## Texte fourni
□ □ □
REGARDS D'  ÉCRIVAINS

ALBERT MEMMI RACONTE MARC HELD (mars 1989)

L'architecture est l'art d'aménager l'espace, et singulièrement le volume ; soit ; mais les difficultés ne font que commencer. Tout art est contraintes et liberté ; ici les contraintes sont telles que l'on se demande ce qui reste à la liberté.

Le peintre, autre artiste de l'espace, sinon des volumes, frère envié de l'architecte, se proclame maître du dosage entre le réel et l'imaginaire ; il n'aurait aucun compte à rendre au motif ni à personne. L'architecte doit d'abord remplir un contrat, puis, si possible, se faire plaisir. Entre l'expression et la communication, il doit privilégier la communication. L'architecte, dit Marc Held, est un art de malheureux, sinon un art malheureux. Existerait-il des règles pour atténuer ce malheur ? Une espèce de « Discours de la méthode » architecturale, auquel pourraient se référer les jeunes gens, surtout les plus ambitieux, les plus conscients de leur art ?

Parce qu'il a eu besoin de comprendre, pour s'éduquer lui-même, il y a chez Marc Held le désir d'expliquer, par la parole et par l'écrit ; une vocation pédagogique dont je peux témoigner.

Utilitaire, Décoratif, Onirique

J'ai ! fait la connaissance de mon ami Marc Held il y a des tas d'années et par hasard : dans une Méhari. Vous vous en souvenez peut-être, cette surprenante petite voiture ouverte à tous vents, comme pour combattre la touffeur du désert, jaune orange, ce qui constituait à l'époque une provocation supplémentaire. Je n'en ai pas aimé la conception et je l'ai dit à son conducteur : j'y avais froid et je n'entendais pas ce qu'il me disait. Nous nous dirigions vers l'École des Hautes Études Commerciales, où se tenait un colloque sur le Design. En somme, nous poursuivions notre discussion : fallait-il construire une voiture qui néglige à ce point les fonctions ordinaires d'un véhicule pour cités occidentales?
□ □ □
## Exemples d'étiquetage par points

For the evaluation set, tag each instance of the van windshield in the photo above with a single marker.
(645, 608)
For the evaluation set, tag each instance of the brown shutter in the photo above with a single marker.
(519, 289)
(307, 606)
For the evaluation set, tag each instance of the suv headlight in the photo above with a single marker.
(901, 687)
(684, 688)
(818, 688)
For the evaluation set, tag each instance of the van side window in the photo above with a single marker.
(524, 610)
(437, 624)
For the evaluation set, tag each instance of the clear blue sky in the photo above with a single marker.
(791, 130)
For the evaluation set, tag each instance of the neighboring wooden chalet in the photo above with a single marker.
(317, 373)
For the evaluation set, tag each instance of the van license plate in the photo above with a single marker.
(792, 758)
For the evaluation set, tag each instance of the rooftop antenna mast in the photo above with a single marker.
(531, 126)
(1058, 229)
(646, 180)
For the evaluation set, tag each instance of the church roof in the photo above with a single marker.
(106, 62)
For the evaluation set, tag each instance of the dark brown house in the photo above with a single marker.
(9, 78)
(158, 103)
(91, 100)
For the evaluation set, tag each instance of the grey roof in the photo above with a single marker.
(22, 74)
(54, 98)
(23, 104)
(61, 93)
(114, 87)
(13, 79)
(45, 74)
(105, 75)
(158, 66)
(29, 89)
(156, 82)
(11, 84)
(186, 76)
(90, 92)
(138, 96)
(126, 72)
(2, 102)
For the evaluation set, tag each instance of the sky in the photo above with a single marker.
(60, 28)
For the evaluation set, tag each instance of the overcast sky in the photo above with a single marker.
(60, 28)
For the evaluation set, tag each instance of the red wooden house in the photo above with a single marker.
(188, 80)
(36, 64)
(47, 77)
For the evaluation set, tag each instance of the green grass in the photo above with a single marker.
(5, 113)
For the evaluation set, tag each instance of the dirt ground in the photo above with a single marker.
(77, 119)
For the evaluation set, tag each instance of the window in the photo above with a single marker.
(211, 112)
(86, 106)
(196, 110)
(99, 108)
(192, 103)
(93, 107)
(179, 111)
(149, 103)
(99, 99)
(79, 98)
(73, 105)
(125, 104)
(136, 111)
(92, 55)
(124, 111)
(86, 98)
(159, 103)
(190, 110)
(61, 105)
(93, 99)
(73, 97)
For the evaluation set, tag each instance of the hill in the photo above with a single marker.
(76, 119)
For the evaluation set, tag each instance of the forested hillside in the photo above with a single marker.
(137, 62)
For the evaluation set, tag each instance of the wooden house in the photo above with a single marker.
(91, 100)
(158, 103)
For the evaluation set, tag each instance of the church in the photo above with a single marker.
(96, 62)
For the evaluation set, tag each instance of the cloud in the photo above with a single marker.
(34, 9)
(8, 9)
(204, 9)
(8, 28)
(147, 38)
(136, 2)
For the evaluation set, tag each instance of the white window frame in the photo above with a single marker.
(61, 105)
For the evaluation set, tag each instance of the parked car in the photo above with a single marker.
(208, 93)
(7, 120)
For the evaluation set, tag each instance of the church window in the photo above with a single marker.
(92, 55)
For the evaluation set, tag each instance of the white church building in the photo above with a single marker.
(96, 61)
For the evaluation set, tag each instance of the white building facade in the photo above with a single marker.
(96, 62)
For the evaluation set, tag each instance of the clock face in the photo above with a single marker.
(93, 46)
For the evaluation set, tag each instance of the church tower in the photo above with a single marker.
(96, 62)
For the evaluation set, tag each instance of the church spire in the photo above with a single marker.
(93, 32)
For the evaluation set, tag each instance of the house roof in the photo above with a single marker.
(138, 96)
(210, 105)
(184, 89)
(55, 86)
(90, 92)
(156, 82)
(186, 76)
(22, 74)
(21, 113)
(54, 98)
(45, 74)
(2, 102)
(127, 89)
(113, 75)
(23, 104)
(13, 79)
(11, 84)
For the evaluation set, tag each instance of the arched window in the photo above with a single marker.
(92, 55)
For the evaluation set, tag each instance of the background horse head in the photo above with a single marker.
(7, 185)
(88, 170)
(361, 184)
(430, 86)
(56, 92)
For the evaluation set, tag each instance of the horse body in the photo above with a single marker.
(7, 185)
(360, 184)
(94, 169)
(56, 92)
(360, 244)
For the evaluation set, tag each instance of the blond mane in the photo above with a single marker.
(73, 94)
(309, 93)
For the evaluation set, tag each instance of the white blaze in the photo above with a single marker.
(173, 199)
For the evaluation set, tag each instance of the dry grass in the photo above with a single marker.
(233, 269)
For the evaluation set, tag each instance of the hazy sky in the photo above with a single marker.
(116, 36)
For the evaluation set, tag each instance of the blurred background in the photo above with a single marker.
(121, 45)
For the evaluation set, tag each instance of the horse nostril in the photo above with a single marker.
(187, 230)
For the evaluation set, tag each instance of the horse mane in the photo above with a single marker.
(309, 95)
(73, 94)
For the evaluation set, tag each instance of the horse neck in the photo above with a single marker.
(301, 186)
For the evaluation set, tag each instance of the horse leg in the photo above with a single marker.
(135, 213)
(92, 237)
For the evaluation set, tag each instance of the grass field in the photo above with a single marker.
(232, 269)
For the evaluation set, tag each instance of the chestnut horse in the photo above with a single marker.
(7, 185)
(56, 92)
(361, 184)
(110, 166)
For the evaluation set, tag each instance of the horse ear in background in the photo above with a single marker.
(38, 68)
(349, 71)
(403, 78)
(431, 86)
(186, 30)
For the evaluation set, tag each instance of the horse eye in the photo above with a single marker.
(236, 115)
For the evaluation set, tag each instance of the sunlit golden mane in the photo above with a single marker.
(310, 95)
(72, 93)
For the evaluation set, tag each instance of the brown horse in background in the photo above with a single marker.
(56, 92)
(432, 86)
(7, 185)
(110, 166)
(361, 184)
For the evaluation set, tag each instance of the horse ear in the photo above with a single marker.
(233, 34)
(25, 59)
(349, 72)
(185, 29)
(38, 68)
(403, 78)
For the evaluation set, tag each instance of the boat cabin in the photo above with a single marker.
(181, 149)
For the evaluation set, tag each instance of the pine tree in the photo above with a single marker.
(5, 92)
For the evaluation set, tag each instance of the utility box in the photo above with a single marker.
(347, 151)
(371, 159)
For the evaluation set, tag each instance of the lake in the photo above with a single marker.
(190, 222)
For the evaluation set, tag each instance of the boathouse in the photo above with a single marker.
□ □ □
## Tâche 1
D'après le texte, vers quel établissement se dirigeaient les deux hommes dans la Méhari ?
## Tâche 2
Condensez sous forme de liste le paragraphe du texte commençant par « Le peintre, autre artiste de l'espace », en conservant ses faits principaux.
## Tâche 3
Recopiez à l'identique la portion du texte qui s'ouvre sur les mots contenant « ALBERT MEMMI RACONTE » et se clôt sur « à la liberté. ».

## Réponse correcte 1
Vers l'École des Hautes Études Commerciales, où se tenait un colloque sur le Design.

## Réponse correcte 2
- Le peintre, frère envié de l'architecte, se proclame maître du dosage entre le réel et l'imaginaire, sans compte à rendre au motif ni à personne.
- L'architecte doit d'abord remplir un contrat, puis, si possible, se faire plaisir.
- Entre l'expression et la communication, il doit privilégier la communication.
- Selon Marc Held, c'est un art de malheureux, sinon un art malheureux.
- Le paragraphe demande s'il existerait des règles pour atténuer ce malheur : une sorte de « Discours de la méthode » architecturale, à laquelle pourraient se référer les jeunes gens, surtout les plus ambitieux.

## Réponse correcte 3
ALBERT MEMMI RACONTE MARC HELD (mars 1989)

L'architecture est l'art d'aménager l'espace, et singulièrement le volume ; soit ; mais les difficultés ne font que commencer. Tout art est contraintes et liberté ; ici les contraintes sont telles que l'on se demande ce qui reste à la liberté.